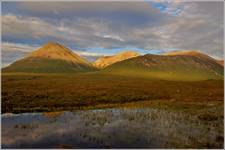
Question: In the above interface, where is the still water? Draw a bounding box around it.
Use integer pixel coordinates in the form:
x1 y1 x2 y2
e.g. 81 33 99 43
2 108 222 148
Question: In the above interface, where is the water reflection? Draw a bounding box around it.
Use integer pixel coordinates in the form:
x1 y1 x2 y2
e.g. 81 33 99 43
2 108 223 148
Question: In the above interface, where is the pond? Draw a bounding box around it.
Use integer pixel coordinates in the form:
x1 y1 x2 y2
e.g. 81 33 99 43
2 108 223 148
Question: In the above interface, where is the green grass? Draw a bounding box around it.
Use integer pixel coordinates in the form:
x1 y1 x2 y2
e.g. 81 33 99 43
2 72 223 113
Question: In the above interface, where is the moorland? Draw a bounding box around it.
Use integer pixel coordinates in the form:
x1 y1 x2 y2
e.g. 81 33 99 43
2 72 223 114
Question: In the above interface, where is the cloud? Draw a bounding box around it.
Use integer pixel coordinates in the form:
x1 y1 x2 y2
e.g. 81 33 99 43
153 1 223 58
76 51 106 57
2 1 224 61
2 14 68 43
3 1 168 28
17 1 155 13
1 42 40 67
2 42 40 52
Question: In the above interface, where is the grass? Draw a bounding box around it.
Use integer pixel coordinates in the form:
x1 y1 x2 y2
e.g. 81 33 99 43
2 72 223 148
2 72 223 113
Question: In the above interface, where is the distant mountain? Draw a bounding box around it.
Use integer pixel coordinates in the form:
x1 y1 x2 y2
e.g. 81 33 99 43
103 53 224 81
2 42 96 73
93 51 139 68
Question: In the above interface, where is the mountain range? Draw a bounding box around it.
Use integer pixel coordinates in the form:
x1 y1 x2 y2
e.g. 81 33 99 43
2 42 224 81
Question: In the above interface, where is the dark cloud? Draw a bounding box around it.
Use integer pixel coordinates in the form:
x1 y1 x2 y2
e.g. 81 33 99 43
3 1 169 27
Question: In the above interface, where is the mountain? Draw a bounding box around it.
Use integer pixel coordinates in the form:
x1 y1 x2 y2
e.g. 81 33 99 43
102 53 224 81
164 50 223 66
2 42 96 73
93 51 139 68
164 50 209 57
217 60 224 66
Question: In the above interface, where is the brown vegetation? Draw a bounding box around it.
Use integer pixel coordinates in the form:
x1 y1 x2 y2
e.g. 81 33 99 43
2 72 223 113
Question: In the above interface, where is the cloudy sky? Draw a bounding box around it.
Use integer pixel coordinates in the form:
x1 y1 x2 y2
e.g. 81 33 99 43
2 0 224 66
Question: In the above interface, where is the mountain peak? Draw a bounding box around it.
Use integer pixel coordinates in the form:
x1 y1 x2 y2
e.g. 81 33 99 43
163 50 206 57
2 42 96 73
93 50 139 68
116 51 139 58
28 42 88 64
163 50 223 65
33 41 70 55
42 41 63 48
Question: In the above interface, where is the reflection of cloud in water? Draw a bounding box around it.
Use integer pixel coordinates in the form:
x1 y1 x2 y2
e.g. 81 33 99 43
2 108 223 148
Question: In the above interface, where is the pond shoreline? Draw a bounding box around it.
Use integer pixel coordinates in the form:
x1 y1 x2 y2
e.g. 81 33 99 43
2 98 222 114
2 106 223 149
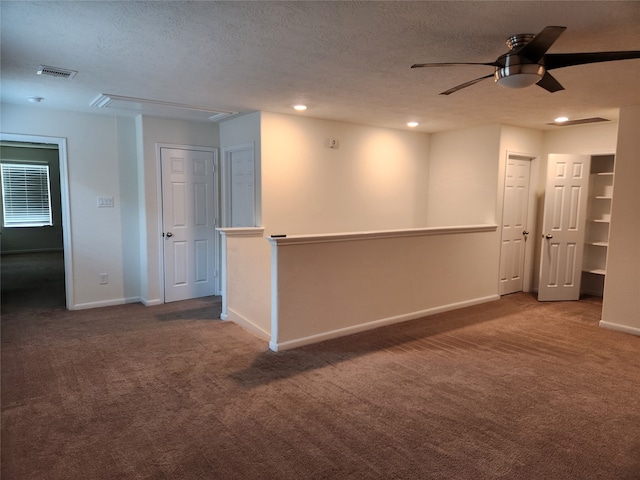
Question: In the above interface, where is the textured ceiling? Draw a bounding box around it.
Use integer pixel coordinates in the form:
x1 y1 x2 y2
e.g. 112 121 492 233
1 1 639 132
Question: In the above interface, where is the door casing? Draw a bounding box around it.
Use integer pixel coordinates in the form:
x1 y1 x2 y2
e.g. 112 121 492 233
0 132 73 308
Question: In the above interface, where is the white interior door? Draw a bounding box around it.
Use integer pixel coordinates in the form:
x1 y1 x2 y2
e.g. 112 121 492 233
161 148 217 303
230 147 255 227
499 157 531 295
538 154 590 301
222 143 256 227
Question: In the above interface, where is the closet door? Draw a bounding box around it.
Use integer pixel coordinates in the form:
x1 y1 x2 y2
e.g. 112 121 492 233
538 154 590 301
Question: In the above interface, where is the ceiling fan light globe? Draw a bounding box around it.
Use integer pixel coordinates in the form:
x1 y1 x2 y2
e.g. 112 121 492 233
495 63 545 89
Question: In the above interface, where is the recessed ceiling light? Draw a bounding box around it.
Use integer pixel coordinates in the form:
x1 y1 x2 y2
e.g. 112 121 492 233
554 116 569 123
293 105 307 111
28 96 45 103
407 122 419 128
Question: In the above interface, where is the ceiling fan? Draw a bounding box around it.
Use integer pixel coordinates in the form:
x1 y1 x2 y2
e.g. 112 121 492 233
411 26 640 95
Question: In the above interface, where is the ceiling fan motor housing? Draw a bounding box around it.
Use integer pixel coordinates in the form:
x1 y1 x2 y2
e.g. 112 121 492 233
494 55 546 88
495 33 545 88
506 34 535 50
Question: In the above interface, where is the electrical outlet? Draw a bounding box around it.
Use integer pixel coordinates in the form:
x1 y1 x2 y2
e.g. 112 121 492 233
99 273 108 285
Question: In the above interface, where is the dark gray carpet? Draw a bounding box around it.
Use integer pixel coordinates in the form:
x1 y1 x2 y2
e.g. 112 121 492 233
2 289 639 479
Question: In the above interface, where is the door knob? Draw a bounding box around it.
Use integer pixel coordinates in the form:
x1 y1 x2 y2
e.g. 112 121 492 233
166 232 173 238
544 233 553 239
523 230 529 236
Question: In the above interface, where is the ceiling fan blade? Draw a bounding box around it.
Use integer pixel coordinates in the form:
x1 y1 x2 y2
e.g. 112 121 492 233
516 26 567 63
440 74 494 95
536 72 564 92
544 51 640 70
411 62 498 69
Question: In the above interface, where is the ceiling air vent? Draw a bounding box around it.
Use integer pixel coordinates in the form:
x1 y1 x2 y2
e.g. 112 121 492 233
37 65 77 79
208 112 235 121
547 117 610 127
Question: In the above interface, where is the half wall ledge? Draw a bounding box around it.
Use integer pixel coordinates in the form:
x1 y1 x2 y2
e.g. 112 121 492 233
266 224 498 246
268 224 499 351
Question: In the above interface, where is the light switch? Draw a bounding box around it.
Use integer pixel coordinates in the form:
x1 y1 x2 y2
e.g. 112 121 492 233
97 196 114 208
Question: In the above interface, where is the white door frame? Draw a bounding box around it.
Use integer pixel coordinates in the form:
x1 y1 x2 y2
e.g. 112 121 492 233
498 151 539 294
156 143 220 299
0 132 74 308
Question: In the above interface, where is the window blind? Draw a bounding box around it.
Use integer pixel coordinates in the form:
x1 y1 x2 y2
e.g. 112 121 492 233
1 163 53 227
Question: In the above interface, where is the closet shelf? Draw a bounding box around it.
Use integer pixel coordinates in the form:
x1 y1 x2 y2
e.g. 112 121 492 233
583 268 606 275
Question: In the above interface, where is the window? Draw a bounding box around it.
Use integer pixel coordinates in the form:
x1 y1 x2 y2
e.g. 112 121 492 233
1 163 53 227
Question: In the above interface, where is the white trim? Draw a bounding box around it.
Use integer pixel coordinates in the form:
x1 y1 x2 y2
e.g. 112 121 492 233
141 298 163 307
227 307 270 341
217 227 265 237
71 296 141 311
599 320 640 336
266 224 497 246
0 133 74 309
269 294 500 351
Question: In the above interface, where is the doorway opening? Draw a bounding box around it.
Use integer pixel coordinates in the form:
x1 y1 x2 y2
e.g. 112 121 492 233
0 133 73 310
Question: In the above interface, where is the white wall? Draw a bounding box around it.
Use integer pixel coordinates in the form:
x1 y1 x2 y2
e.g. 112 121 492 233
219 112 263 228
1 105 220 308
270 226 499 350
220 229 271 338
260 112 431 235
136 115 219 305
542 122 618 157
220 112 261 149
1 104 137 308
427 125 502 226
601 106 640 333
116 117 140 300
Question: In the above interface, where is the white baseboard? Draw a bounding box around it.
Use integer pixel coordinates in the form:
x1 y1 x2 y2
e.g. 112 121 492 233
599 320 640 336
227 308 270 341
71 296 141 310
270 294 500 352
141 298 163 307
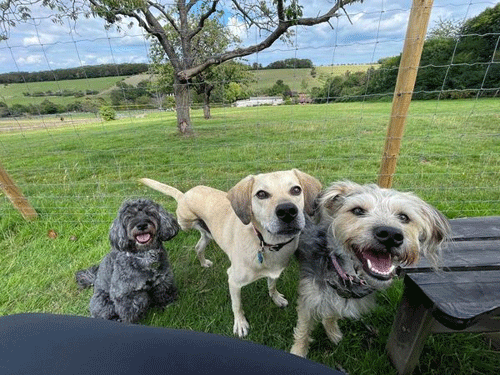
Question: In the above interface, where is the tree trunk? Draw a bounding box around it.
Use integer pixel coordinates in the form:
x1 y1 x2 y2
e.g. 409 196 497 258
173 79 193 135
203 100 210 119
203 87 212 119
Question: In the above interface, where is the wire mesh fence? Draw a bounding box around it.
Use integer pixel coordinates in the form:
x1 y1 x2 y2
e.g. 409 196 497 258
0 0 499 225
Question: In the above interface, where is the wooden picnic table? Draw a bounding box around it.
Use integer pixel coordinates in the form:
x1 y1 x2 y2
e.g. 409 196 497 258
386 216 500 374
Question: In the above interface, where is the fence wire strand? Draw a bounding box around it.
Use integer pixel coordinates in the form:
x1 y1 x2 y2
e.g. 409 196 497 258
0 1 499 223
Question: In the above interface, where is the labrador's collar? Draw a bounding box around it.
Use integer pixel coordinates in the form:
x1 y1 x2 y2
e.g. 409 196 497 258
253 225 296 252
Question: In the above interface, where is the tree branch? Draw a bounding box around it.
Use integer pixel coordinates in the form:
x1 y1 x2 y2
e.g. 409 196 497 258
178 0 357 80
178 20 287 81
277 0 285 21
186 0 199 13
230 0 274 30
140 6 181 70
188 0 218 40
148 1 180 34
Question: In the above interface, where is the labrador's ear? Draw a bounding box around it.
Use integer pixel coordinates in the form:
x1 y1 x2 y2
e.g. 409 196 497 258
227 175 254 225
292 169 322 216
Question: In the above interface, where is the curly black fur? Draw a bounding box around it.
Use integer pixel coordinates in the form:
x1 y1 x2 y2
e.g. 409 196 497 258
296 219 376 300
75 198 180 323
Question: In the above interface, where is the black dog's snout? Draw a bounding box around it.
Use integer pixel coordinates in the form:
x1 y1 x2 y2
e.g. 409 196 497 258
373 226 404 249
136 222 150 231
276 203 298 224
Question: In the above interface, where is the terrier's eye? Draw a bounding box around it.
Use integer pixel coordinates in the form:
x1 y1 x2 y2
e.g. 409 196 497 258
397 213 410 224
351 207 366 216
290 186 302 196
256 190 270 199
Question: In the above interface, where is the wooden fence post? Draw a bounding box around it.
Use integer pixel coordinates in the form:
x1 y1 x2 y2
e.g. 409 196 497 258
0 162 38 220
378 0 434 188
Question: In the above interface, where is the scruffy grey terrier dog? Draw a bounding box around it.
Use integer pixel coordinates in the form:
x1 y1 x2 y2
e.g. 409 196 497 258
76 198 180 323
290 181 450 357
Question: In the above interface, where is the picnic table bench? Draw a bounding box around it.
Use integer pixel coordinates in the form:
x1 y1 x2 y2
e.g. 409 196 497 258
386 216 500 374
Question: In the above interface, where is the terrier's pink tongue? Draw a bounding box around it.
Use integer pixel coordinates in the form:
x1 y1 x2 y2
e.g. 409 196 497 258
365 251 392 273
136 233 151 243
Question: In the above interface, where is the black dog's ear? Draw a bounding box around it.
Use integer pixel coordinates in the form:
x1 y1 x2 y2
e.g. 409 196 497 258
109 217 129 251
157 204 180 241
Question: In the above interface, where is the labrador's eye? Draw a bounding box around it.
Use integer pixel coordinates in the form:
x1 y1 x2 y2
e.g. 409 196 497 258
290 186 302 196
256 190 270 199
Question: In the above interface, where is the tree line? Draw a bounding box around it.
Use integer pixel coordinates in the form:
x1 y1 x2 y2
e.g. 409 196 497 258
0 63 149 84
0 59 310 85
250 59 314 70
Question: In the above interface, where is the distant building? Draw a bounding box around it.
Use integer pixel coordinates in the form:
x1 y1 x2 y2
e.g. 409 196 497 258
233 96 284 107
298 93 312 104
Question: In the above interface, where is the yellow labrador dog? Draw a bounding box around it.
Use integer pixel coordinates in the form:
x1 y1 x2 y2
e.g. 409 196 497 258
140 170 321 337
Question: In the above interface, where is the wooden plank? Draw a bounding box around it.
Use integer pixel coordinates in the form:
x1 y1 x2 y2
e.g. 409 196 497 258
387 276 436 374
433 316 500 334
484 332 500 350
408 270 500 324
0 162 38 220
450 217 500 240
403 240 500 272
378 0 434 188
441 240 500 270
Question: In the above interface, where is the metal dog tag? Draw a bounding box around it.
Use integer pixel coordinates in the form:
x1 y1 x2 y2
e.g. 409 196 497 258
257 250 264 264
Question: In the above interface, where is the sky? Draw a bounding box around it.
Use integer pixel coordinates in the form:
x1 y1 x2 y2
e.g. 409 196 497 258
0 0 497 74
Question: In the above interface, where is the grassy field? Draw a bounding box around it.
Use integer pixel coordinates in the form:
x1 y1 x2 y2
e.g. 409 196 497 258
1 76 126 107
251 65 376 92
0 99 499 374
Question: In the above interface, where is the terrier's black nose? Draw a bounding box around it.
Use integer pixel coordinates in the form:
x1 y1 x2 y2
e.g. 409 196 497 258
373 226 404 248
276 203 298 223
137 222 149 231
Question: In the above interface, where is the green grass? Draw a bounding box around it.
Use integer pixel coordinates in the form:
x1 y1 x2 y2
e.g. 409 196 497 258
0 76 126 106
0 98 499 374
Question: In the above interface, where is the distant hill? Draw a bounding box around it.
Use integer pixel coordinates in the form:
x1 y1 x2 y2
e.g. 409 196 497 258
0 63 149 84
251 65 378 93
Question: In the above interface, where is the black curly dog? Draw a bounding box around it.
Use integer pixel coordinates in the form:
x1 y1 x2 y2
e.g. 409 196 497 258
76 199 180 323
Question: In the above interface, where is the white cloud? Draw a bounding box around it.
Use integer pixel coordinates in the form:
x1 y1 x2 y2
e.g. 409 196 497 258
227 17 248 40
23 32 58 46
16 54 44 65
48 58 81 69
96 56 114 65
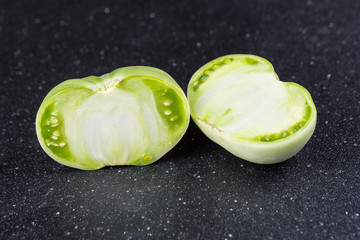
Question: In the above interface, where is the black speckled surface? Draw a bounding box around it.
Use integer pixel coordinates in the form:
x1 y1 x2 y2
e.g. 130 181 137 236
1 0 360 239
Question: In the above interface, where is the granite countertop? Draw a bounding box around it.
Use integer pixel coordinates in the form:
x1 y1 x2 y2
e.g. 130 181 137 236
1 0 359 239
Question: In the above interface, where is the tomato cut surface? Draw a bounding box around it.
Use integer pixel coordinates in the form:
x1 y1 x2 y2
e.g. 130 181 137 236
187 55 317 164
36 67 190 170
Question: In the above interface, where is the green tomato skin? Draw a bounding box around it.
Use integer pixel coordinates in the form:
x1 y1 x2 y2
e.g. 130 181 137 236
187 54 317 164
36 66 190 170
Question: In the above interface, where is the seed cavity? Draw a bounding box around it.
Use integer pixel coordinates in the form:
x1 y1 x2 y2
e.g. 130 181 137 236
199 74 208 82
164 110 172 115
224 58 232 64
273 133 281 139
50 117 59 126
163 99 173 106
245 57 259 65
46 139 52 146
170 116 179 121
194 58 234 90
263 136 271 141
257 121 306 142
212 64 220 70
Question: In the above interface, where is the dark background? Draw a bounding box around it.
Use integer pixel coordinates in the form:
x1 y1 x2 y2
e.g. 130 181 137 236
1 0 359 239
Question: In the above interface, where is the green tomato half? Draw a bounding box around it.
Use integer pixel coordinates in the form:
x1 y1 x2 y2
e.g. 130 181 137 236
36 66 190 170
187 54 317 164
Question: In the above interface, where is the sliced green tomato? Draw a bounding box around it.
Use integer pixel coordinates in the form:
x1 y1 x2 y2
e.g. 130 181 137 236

= = = =

#### What to produce:
Search the material above for the word "wall", then copy each line that holds it.

#### Answer section:
Question: In the above interface, where is the half wall ledge? Draw a bounding box around it.
Question: In the above interface, where is the white wall? Draw a bounding box around it.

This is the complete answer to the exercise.